--- Exercise inputs ---
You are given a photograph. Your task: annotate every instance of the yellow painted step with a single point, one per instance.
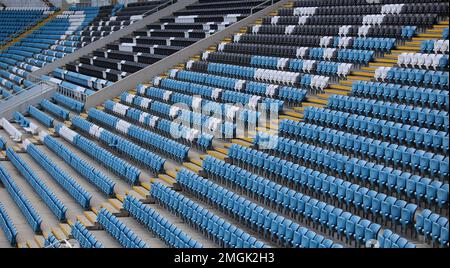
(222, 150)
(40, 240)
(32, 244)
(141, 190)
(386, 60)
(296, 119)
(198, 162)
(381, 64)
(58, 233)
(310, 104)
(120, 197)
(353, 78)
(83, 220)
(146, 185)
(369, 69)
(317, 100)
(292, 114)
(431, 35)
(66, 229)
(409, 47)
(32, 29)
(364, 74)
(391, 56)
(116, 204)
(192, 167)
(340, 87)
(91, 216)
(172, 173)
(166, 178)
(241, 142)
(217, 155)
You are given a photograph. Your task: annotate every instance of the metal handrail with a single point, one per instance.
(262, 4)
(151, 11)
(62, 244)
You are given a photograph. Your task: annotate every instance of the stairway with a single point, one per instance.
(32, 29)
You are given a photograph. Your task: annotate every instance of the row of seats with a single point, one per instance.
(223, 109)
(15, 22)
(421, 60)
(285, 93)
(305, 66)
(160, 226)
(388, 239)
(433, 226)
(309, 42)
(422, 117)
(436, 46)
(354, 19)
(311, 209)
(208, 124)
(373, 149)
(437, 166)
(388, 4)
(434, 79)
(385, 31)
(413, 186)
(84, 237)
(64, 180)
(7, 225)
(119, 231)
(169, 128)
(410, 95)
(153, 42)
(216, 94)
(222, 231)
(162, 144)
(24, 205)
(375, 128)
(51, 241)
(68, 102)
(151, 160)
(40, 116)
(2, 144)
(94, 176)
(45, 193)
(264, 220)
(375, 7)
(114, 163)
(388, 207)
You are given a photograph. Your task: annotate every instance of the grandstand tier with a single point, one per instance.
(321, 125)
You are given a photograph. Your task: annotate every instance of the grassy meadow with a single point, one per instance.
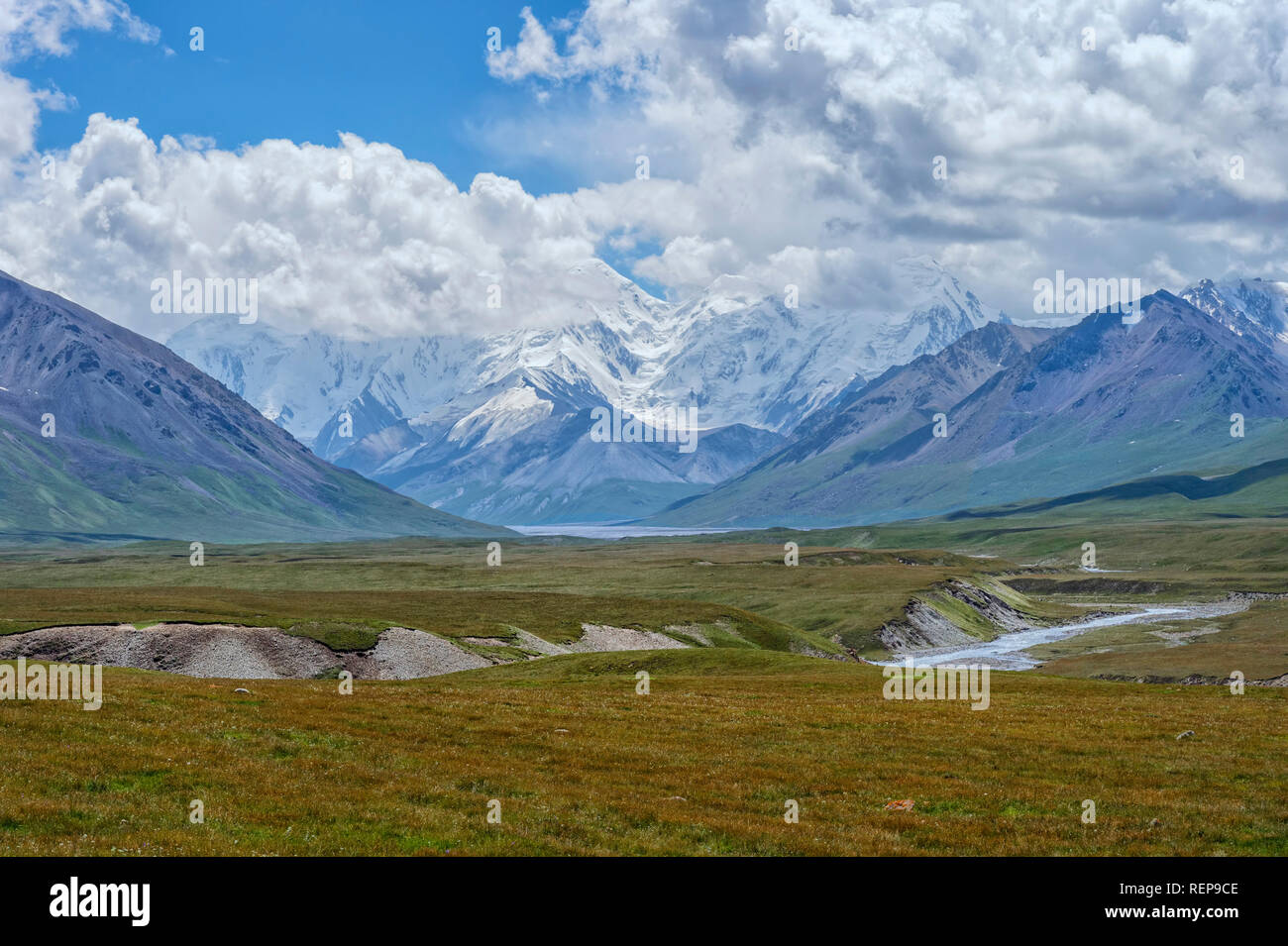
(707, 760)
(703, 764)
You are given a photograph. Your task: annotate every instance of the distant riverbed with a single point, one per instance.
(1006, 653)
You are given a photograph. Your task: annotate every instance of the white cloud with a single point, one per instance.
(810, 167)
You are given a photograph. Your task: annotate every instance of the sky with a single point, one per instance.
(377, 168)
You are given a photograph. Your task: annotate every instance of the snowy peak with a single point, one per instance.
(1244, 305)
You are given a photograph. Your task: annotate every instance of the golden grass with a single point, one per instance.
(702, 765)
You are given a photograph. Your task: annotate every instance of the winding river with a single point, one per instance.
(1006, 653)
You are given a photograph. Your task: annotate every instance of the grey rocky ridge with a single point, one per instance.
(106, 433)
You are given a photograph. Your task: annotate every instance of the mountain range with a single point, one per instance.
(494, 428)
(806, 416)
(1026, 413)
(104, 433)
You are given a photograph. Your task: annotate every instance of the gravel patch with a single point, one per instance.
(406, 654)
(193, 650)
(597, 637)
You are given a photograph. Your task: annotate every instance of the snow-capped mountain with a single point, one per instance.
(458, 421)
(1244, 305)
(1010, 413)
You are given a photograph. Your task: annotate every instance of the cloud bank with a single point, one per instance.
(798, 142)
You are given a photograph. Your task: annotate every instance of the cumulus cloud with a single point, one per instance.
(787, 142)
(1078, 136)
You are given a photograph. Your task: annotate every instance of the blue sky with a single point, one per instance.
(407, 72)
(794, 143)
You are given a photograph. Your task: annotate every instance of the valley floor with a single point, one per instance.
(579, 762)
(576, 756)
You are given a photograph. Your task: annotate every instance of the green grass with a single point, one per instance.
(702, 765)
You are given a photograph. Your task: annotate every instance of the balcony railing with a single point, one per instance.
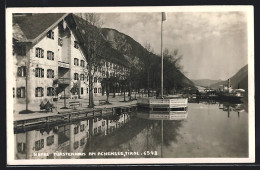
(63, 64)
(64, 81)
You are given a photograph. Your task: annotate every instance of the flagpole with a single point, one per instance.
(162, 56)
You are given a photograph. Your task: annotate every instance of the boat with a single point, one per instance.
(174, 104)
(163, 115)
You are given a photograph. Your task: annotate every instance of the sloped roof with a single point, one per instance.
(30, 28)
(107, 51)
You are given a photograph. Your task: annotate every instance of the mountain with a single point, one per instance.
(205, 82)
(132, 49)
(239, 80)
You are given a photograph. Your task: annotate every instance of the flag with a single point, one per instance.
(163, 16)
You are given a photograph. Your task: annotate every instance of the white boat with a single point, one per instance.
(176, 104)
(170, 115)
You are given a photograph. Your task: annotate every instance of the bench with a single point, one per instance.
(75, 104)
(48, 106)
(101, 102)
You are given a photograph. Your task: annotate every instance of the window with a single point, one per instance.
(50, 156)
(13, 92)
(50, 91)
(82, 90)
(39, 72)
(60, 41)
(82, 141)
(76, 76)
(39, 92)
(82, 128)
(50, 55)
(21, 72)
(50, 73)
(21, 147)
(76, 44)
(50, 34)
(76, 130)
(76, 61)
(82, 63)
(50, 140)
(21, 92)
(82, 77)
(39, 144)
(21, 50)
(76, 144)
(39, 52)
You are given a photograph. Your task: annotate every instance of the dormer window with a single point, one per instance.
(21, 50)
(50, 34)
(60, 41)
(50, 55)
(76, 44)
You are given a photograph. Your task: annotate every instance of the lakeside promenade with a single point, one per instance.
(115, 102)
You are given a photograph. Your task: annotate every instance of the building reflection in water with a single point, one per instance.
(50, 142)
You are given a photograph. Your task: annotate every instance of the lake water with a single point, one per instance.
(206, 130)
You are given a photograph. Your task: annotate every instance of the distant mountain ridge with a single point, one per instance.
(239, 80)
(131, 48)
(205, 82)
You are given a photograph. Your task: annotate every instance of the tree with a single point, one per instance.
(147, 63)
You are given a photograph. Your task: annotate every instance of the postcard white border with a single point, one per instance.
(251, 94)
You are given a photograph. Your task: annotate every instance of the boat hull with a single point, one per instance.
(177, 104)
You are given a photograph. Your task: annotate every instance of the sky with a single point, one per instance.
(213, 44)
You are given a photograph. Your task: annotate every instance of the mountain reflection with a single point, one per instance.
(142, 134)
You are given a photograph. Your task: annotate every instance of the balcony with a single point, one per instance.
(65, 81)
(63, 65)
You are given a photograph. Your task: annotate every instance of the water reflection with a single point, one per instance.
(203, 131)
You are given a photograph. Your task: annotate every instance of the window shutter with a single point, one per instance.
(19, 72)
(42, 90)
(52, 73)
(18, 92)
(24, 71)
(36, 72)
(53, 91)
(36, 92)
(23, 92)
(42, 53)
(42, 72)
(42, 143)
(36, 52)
---
*Problem requirements*. Reproduce all of the records above word for word, omitting the pictures.

*Answer for this exercise*.
You are given a photograph. Your task: annotate every instance of the yellow painted step with a single point, one per instance.
(222, 150)
(40, 240)
(32, 244)
(141, 190)
(386, 60)
(296, 119)
(198, 162)
(381, 64)
(58, 233)
(310, 104)
(120, 197)
(353, 78)
(83, 220)
(146, 185)
(369, 69)
(317, 100)
(292, 114)
(431, 35)
(66, 229)
(409, 47)
(32, 29)
(364, 74)
(391, 56)
(116, 204)
(192, 167)
(340, 87)
(91, 216)
(172, 173)
(166, 178)
(241, 142)
(217, 155)
You are given a photograph. Your task: annotate every instance of the metal handrail with a single point, one per instance.
(262, 4)
(151, 11)
(62, 244)
You are given a photograph. Your task: annotate every instance of the stairway with a single point, one per instance.
(32, 29)
You are given a photograph. Your task: annotate every instance of the row of seats with a single point, one per instance.
(223, 109)
(15, 22)
(421, 60)
(285, 93)
(305, 66)
(160, 226)
(388, 239)
(433, 226)
(309, 42)
(422, 117)
(436, 46)
(354, 19)
(311, 209)
(208, 124)
(373, 149)
(437, 166)
(388, 4)
(434, 79)
(385, 31)
(413, 186)
(84, 237)
(64, 180)
(7, 225)
(119, 231)
(169, 128)
(410, 95)
(153, 42)
(216, 94)
(222, 231)
(162, 144)
(24, 205)
(375, 128)
(51, 241)
(68, 102)
(151, 160)
(40, 116)
(2, 144)
(94, 176)
(45, 193)
(264, 220)
(375, 7)
(114, 163)
(388, 207)
You are given a photograph. Your task: annotate every instance of the grandstand tier with a single point, one per instance.
(321, 125)
You are given a photograph. Your task: annotate every instance of the grassy meadow with a single point, one per instance.
(707, 760)
(703, 764)
You are given a photograph. Your task: annotate every instance of the distant riverbed with a single point, one per instance.
(1006, 653)
You are given a photograph. Your task: annotate every instance of the white cloud with a single point, one per instance.
(810, 167)
You are given a photograph. Your task: annotate every instance of the sky with a single point, one per instance.
(377, 168)
You are given a photograph. Your task: annotate every instance of the snowy peak with a single point, one per instance.
(1244, 305)
You are given a photograph. Your task: annotate every instance of the golden grass with a single point, one per instance.
(702, 765)
You are given a photograph. Your task: annotate every instance of the winding river with a single point, one per instance.
(1006, 653)
You are given a photograph. Your task: annotate every instance of the grey rocky ridge with a single point, one per instance.
(106, 433)
You are given a photograph. Your task: annotate every instance of the mountain range with a single point, one per instance.
(494, 428)
(806, 416)
(1026, 413)
(104, 433)
You are given a photograph. Your task: annotate every instance of the gravel patch with a single point, one per instance.
(406, 654)
(193, 650)
(597, 637)
You are given a photograph. Your task: annotate every instance of the snow-capped mountain with a single point, one per instance.
(458, 421)
(1244, 305)
(1010, 413)
You are given a photograph. Your task: annotate every instance of the cloud bank with a single point, one per instance.
(798, 142)
You are given a photograph. Your task: annotate every instance of the cumulus cloud with a single point, one per instance.
(787, 142)
(1078, 136)
You are given a photograph. Your task: annotate every instance of the blue sky with a single point, one per instance.
(407, 72)
(794, 143)
You are given a photograph. Your task: annotate every instance of the valley floor with a single point, one per instance.
(579, 762)
(576, 756)
You are given a photograph. Your task: annotate every instance of the green grass with a single point, one per instance.
(702, 765)
You are given a photograph. Your task: annotate every instance of the balcony railing with a single point, one per instance.
(63, 64)
(64, 81)
You are given a photograph. Your task: annotate every instance of the flagpole with a single point, one per instance.
(162, 56)
You are given a photograph. Your task: annotate every instance of the boat with a single point, one per instance.
(174, 104)
(163, 115)
You are given a photograph. Your task: annotate every instance of the sloped roof with a single point, one per instance.
(30, 28)
(107, 51)
You are given a photograph. Your task: annotate every instance of the mountain with a single point, one per instance.
(205, 82)
(132, 49)
(239, 80)
You are given a photograph. Your task: annotate every instance of the flag with a single point, one per instance.
(163, 16)
You are given a photograph. Your task: annotate every instance of the white boat with a single point, one per instance.
(176, 104)
(170, 115)
You are given a photograph. Your task: annotate every instance of the bench with a single point, one per instance.
(75, 104)
(48, 106)
(101, 102)
You are given a photograph. Your task: annotate every instance of the window with a single point, one per instance.
(50, 156)
(13, 92)
(50, 91)
(82, 90)
(39, 72)
(60, 41)
(82, 141)
(76, 76)
(39, 92)
(82, 128)
(50, 55)
(21, 72)
(50, 73)
(21, 147)
(76, 44)
(50, 34)
(76, 130)
(76, 61)
(82, 63)
(50, 140)
(21, 92)
(82, 77)
(39, 144)
(21, 50)
(76, 144)
(39, 52)
You are given a photograph. Your task: annotate every instance of the dormer window with a single point, one per instance.
(21, 50)
(50, 34)
(60, 41)
(50, 55)
(76, 44)
You are given a photograph. Your task: annotate every instance of the lakeside promenade with a single point, one per instance.
(115, 102)
You are given a photograph. Your task: annotate every instance of the building reflection in water with a single point, one per instance.
(50, 142)
You are given a photograph. Your task: annotate every instance of the lake water with a single point, one per instance.
(206, 130)
You are given a photograph. Your task: annotate every instance of the distant mountain ridge with a single point, one per instance.
(239, 80)
(131, 48)
(205, 82)
You are given a photograph. Your task: annotate every instance of the tree with a single point, one per instance.
(147, 63)
You are given a photograph. Your task: annotate every instance of the postcard white border with a single point, one per instance.
(251, 94)
You are given a photograph. Your task: annotate every instance of the boat hull with a single point, one per instance.
(177, 104)
You are given a photograph. Your task: annotate every instance of the sky with a single point, one per instance.
(213, 44)
You are given a photograph. Your task: annotate every instance of the mountain reflection with a single point, one per instance.
(142, 134)
You are given a photograph. Your task: annotate every instance of the balcony with a single point, one per instance.
(65, 81)
(63, 65)
You are given a photograph. Your task: annotate every instance of the water reflection with a single point, one per instance.
(203, 131)
You are given a photograph. Your task: annotate every instance of the window shutter with a single point, one per instance.
(19, 72)
(42, 90)
(52, 73)
(18, 92)
(24, 71)
(36, 72)
(53, 91)
(36, 92)
(23, 92)
(42, 53)
(42, 72)
(42, 143)
(36, 52)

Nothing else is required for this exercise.